:: Tugas yang Dikerjakan ::
[1] Bagaimana isi teks tentang K.H. Ahmad Dahlan jika diringkas dalam dua kalimat?
[2] Bisakah Anda menyusun semua baris data, dari baris pertama sampai baris yang memuat "[[[10,57],[11,56],[8,56],[3,59],[3,96],[5,97],[6,95],[6,60]]]", sebagai daftar JSON berisi string dengan satu string untuk tiap baris tanpa menyertakan baris kosong?

:: Teks Dokumen ::
——
S.R.Noviyanti,Semester
IV Sabtu, 13 Juli 2013
K.H. AHMAD DAHLAN (1868-1923M)
TAWARAN BARU TENTANG METODE PEMBELAJARAN
I.
PENDAHULUAN
K.H.
Ahmad Dahlan adalah seorang pahlawan nasional yang banyak memberikan
konstribusi pada dunia pendidikan Islam di Indonesia ini. Ia seorang da’i
sekaligus organisatoris Islam yang mampu mewujudkan suatu sistem lembaga Islam yang
terpadu yang hasilnya kini dikembangkan terus oleh para generasinya.
Nama
Ahmad Dahlan bukanlah nama yang asing dalam dunia pendidikan, ia lebih banyak
dikenal orang sebagai pendakwah atau pembaharu sosial budaya di Indonesia.
Namun satu hal yang tidak dapat dipungkiri, ia telah memberikan nilai-nilai
yang berharga pada pendidikan Islam agar dapat selangkah lebih maju dengan
orang-orang Eropa, contohnya dengan lahirnya lembaga pendidikan Muhammadiyah
yang sampai saat ini tetap exist dan qualified.
II. RIWAYAT
HIDUP K.H. AHMAD DAHLAN
K.H.
Ahmad Dahlan dilahirkan pada tahun 1868 dalam sebuah keluarga yang shaleh dan
tinggal dalam atmosfer religius yang kental. Sumber lain menyebutkan bahwa
Ahmad Dahlan dilahirkan di Yogyakarta pada tahun 1869 dengan nama Muhammad
Darwis, anak seorang kyai Haji Abu Bakar Bin Kyai Sulaiman, seorang Khatib di
Masjid Sultan kota tersebut, dan ibunya adalah anak Haji Ibrahim, seorang
penghulu.
Setelah
ia menyelesaikan pendidikannya di pesantren Yogyakarta, ia melanjutkan studinya
ke Mekkah. Disinilah ia menemukan tulisan-tulisan pembaharu muslim, yaitu:
Al-Afghani, dan Syaikh Muhammad Abduh di Mesir.
——
:: Baris yang Ditampilkan ::
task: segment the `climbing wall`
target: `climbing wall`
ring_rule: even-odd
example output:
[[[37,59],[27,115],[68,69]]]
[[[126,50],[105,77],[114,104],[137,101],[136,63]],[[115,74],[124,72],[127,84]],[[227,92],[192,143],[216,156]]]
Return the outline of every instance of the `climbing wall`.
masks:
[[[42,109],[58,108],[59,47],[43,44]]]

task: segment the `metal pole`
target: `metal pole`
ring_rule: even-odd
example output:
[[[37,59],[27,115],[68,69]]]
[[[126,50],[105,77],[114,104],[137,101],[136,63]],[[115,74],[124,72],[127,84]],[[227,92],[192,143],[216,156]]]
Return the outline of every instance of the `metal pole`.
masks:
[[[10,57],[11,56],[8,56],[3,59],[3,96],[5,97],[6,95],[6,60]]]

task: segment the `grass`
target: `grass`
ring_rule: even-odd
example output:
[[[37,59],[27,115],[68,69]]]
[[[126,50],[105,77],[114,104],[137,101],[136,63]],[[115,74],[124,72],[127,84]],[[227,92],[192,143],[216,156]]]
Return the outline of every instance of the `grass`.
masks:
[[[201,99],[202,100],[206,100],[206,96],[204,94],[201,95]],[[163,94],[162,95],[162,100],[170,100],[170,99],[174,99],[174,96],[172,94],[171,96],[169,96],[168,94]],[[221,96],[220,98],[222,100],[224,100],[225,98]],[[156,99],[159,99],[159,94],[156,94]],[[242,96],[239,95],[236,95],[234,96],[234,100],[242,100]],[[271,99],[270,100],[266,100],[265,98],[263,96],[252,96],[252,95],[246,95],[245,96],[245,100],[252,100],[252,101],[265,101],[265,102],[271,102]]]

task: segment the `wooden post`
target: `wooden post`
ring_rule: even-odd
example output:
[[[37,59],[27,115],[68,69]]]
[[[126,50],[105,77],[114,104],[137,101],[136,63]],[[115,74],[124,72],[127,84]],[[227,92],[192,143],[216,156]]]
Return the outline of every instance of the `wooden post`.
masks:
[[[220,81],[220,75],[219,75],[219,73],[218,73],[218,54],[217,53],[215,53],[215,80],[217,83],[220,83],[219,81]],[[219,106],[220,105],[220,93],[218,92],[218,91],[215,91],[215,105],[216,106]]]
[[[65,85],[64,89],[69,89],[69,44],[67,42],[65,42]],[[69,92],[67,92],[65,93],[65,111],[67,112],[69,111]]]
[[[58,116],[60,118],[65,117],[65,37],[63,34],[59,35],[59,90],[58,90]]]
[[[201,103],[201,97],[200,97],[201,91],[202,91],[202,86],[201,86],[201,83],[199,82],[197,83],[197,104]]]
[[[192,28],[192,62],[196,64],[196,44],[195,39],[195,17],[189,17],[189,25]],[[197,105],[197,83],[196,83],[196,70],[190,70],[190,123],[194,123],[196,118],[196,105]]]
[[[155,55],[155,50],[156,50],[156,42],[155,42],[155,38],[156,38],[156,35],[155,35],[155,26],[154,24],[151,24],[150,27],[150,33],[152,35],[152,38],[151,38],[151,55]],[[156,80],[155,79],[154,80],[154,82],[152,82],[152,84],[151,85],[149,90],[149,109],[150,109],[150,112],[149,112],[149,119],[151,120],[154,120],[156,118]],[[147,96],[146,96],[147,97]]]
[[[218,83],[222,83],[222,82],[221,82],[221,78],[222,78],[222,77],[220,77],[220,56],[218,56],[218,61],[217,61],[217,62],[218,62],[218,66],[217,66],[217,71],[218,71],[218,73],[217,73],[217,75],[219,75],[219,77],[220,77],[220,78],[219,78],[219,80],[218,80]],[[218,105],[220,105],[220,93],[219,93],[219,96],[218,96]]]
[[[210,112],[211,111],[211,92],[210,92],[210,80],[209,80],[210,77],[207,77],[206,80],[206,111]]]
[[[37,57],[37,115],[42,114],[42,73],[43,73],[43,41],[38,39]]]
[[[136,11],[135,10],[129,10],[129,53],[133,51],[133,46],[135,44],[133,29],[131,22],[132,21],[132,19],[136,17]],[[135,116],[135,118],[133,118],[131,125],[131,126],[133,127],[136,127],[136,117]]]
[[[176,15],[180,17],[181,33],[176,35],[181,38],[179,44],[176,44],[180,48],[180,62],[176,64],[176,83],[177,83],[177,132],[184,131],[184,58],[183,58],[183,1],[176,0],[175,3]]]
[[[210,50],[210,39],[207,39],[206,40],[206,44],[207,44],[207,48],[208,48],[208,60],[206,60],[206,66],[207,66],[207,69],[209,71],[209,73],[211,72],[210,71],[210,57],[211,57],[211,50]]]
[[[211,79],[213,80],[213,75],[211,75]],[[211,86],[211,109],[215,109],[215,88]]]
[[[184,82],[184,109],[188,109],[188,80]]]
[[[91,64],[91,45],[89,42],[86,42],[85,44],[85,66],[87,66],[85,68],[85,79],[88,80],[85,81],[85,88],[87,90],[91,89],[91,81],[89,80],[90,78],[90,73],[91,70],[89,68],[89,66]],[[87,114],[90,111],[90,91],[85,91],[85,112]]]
——
:: Kumpulan Jawaban ::
[1] K.H. Ahmad Dahlan adalah pahlawan nasional, da'i, dan organisatoris Islam yang banyak berkontribusi pada pendidikan Islam di Indonesia, antara lain dengan lahirnya lembaga pendidikan Muhammadiyah. Ia dilahirkan pada tahun 1868 (sumber lain menyebut 1869 di Yogyakarta dengan nama Muhammad Darwis), menyelesaikan pendidikan di pesantren Yogyakarta, lalu melanjutkan studi ke Mekkah dan di sana menemukan tulisan para pembaharu muslim seperti Al-Afghani dan Syaikh Muhammad Abduh.

[2]
[
  "task: segment the `climbing wall`",
  "target: `climbing wall`",
  "ring_rule: even-odd",
  "example output:",
  "[[[37,59],[27,115],[68,69]]]",
  "[[[126,50],[105,77],[114,104],[137,101],[136,63]],[[115,74],[124,72],[127,84]],[[227,92],[192,143],[216,156]]]",
  "Return the outline of every instance of the `climbing wall`.",
  "masks:",
  "[[[42,109],[58,108],[59,47],[43,44]]]",
  "task: segment the `metal pole`",
  "target: `metal pole`",
  "ring_rule: even-odd",
  "example output:",
  "[[[37,59],[27,115],[68,69]]]",
  "[[[126,50],[105,77],[114,104],[137,101],[136,63]],[[115,74],[124,72],[127,84]],[[227,92],[192,143],[216,156]]]",
  "Return the outline of every instance of the `metal pole`.",
  "masks:",
  "[[[10,57],[11,56],[8,56],[3,59],[3,96],[5,97],[6,95],[6,60]]]"
]